## Start SELECTED EXTRACT

This horrible incident reminded our Native communities and I think the country that indeed we have a long way to go towards justice and respect for one another.  And unfortunately for many of us here, incidents like these are just another day in our lives.  It reminds us that there is much work to do!

How can we live our lives to help the world understand this connected nature of the world that Chief Seattle, Dr. King and so many sacrificed their lives? 

Perhaps the greater question we should ask ourselves today is “What difference can I make, what difference can you make for this world?” "There are those that will ask, why is this my problem?

A blog that I found by Mark and Angel  Hack Life helped me to see that this belief that young people can't make a difference is believed by young people everywhere. Mark and Angel write inspirational blogs on how to stay inspired and make a difference through personal and interpersonal relationships.  Marc wrote,

Today, as I was relaxing at the beach, I couldn’t help but eavesdrop on a conversation four high school kids were having on the beach blanket next to me. Their conversation was about making a positive difference in the world. And it went something like this…

“It’s impossible to make a difference unless you’re a huge corporation or someone with lots of money and power,” one of them said.

“Yeah man,” another replied. “My mom keeps telling me to move mountains – to speak up and stand up for what I believe. But what I say and do doesn’t even get noticed. I just keep answering to ‘the man’ and then I get slapped back in place by him when I step out of line.”

“Repression…” another snickered.

I smiled because I knew exactly how they felt. When I was their age, I was certain I was being repressed and couldn’t possibly make a difference in this world. And I actually almost got expelled from school once because I openly expressed how repressed I felt in the middle of the principals’ office.

Suddenly, one of the kids noticed me eavesdropping and smiling. He sat up, looked at me and said, “What? Do you disagree?” Then as he waited for a response, the other three kids turned around too.

## End SELECTED EXTRACT
## Start MATERIAL SHOWN

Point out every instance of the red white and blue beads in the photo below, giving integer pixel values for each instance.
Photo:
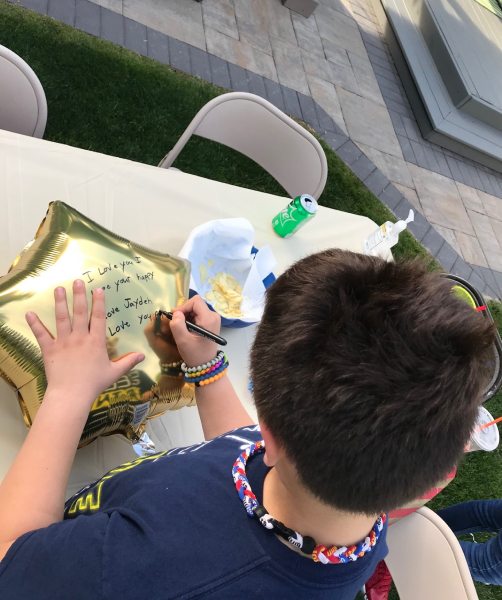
(306, 544)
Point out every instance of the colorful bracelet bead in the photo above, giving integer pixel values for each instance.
(220, 354)
(207, 372)
(171, 369)
(211, 379)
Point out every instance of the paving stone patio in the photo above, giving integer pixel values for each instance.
(334, 71)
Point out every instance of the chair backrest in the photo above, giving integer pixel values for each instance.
(23, 107)
(426, 560)
(255, 127)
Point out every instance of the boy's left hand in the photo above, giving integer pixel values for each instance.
(76, 359)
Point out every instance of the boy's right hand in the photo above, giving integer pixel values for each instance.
(195, 349)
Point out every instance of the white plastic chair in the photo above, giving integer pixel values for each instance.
(426, 561)
(23, 107)
(255, 127)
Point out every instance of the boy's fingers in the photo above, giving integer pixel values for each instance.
(178, 326)
(98, 313)
(41, 333)
(80, 310)
(198, 311)
(63, 322)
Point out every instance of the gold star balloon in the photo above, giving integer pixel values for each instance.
(137, 281)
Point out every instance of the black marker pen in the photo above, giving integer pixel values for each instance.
(197, 329)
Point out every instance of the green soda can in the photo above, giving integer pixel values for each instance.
(295, 215)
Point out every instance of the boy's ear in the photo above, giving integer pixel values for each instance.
(272, 448)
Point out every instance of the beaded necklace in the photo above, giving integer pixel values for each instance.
(306, 544)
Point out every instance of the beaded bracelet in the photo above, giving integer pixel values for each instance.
(171, 369)
(207, 372)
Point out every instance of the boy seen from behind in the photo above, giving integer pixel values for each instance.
(367, 378)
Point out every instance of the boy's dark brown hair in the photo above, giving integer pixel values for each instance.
(369, 374)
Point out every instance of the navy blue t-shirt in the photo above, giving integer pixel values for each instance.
(171, 526)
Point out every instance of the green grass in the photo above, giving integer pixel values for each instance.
(109, 100)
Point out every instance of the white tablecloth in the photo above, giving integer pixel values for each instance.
(156, 208)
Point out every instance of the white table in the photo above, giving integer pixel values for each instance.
(156, 208)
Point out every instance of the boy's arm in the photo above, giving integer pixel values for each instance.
(219, 406)
(78, 370)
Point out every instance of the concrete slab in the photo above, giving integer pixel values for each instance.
(177, 18)
(240, 54)
(220, 15)
(441, 201)
(393, 167)
(368, 123)
(471, 249)
(324, 93)
(487, 239)
(288, 62)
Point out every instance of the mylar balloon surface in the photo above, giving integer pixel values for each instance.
(137, 281)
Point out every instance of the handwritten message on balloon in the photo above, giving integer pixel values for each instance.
(138, 281)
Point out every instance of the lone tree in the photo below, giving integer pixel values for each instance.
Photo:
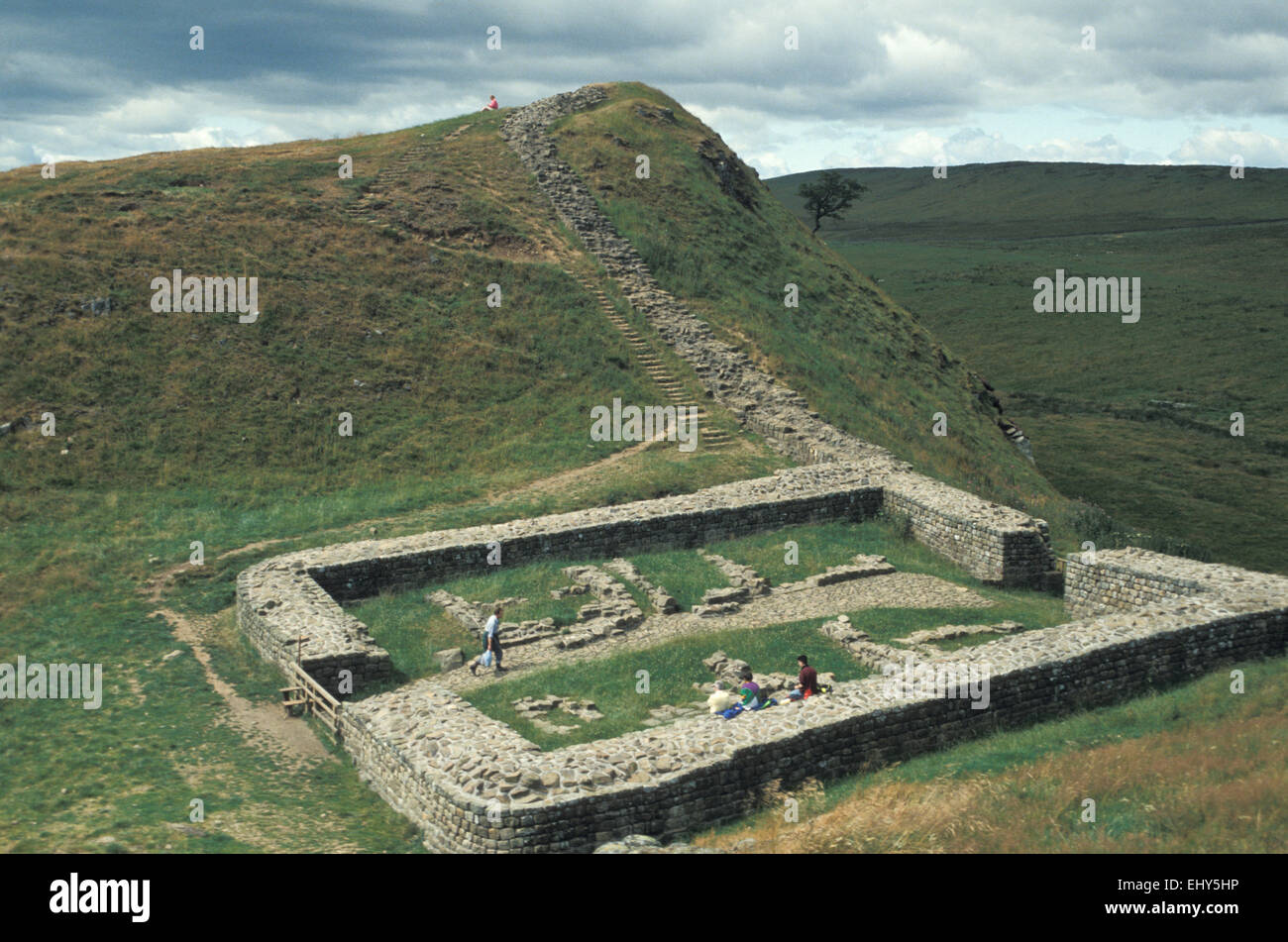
(829, 196)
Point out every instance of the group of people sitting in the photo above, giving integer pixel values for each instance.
(748, 697)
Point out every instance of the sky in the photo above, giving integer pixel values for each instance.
(791, 86)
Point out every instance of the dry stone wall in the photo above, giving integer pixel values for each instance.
(996, 543)
(471, 784)
(300, 593)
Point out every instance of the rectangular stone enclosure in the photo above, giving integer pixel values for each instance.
(473, 784)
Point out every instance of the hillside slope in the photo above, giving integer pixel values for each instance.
(715, 238)
(1132, 417)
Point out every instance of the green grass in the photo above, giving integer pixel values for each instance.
(673, 670)
(1192, 769)
(862, 361)
(964, 254)
(683, 573)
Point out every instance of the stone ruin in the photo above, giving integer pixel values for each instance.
(472, 784)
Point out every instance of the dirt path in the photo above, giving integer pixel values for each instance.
(266, 725)
(263, 725)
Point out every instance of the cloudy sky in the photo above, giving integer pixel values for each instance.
(906, 82)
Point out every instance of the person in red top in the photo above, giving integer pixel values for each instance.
(806, 683)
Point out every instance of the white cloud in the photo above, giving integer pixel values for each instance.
(1219, 145)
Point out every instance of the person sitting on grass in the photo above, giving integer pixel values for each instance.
(721, 699)
(806, 683)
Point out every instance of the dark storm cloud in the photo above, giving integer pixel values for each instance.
(101, 78)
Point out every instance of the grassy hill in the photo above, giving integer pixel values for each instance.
(181, 427)
(1131, 417)
(715, 237)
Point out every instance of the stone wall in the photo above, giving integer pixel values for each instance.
(995, 543)
(299, 593)
(473, 785)
(1128, 577)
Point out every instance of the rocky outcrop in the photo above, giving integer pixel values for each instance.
(760, 401)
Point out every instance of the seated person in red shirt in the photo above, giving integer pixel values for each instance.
(806, 683)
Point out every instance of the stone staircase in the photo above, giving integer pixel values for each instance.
(708, 437)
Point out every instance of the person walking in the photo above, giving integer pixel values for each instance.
(490, 644)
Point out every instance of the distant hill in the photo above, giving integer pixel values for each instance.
(1030, 201)
(389, 322)
(1132, 417)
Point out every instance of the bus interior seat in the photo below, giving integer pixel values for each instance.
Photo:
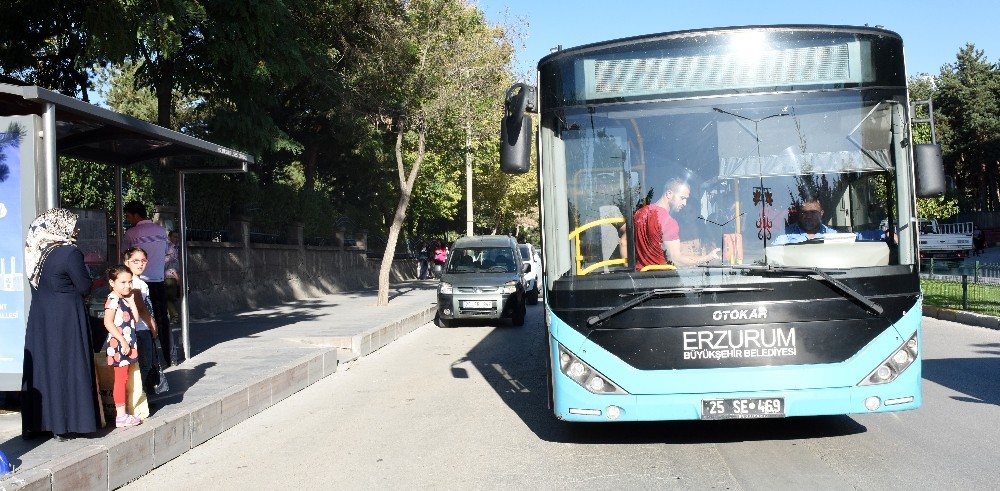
(609, 232)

## End MATERIAL SHOWN

WRITTEN TASK: Write out the full excerpt about making a difference in the world, word for word.

WORKED ANSWER:
This horrible incident reminded our Native communities and I think the country that indeed we have a long way to go towards justice and respect for one another.  And unfortunately for many of us here, incidents like these are just another day in our lives.  It reminds us that there is much work to do!

How can we live our lives to help the world understand this connected nature of the world that Chief Seattle, Dr. King and so many sacrificed their lives? 

Perhaps the greater question we should ask ourselves today is “What difference can I make, what difference can you make for this world?” "There are those that will ask, why is this my problem?

A blog that I found by Mark and Angel  Hack Life helped me to see that this belief that young people can't make a difference is believed by young people everywhere. Mark and Angel write inspirational blogs on how to stay inspired and make a difference through personal and interpersonal relationships.  Marc wrote,

Today, as I was relaxing at the beach, I couldn’t help but eavesdrop on a conversation four high school kids were having on the beach blanket next to me. Their conversation was about making a positive difference in the world. And it went something like this…

“It’s impossible to make a difference unless you’re a huge corporation or someone with lots of money and power,” one of them said.

“Yeah man,” another replied. “My mom keeps telling me to move mountains – to speak up and stand up for what I believe. But what I say and do doesn’t even get noticed. I just keep answering to ‘the man’ and then I get slapped back in place by him when I step out of line.”

“Repression…” another snickered.

I smiled because I knew exactly how they felt. When I was their age, I was certain I was being repressed and couldn’t possibly make a difference in this world. And I actually almost got expelled from school once because I openly expressed how repressed I felt in the middle of the principals’ office.

Suddenly, one of the kids noticed me eavesdropping and smiling. He sat up, looked at me and said, “What? Do you disagree?” Then as he waited for a response, the other three kids turned around too.